**Problem statement:** Continue the Bulls mailbag text from where it stops.

**Text provided:**
^^^^

Ask Sam Mailbag 1.3.20

Anthony Moulesong:

Should Kris Dunn remain in the starting lineup even after Otto Porter comes back from injury? His defense would seem to be utilized better against opponents' starting lineups rather than the second stringers. The other starters score enough to keep up with anyone, but none defend like Dunn. Moving him back to the second unit is likely to set the defense back, and it's really the biggest thing the Bulls have going for themselves this season. Otto could slip into the second unit, raising its efficiency considerably and getting himself back in shape for whatever happens next year.

^^^^

**Listing:**
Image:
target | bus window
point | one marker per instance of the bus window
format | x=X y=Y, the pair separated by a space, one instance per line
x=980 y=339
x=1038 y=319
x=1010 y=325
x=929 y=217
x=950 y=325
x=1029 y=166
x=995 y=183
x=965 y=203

^^^^

**The reply:**
Sam Smith:

Would Dunn be as impactful off the bench? He wasn't always, so as always, there are difficult questions with these Bulls. But it's a good point in that Dunn's strength this season has been matching up against the opponent's best offensive player. We saw it again in the Utah loss with Donovan Mitchell as ineffective as you can take him. That player isn't coming off the bench, so you take away perhaps the biggest thing Dunn is giving you. The outlook for Porter doesn't look great this season given there's talk about an evaluation in a few weeks, and then having been out so long how much more until a return? And then that he didn't play with the players is there another adjustment period? But Porter adjusted fast after the trade last season and the Bulls had their best run when he was playing. So if he is healthy you probably start him, especially with the weaknesses at the small forward position. More likely Satoransky, who seems a very willing and egoless player, moves to join the reserves. And he could be a good fit with Coby White, who shouldn't be thinking about attempting to pass to anyone again this season. Shoot, kid, shoot!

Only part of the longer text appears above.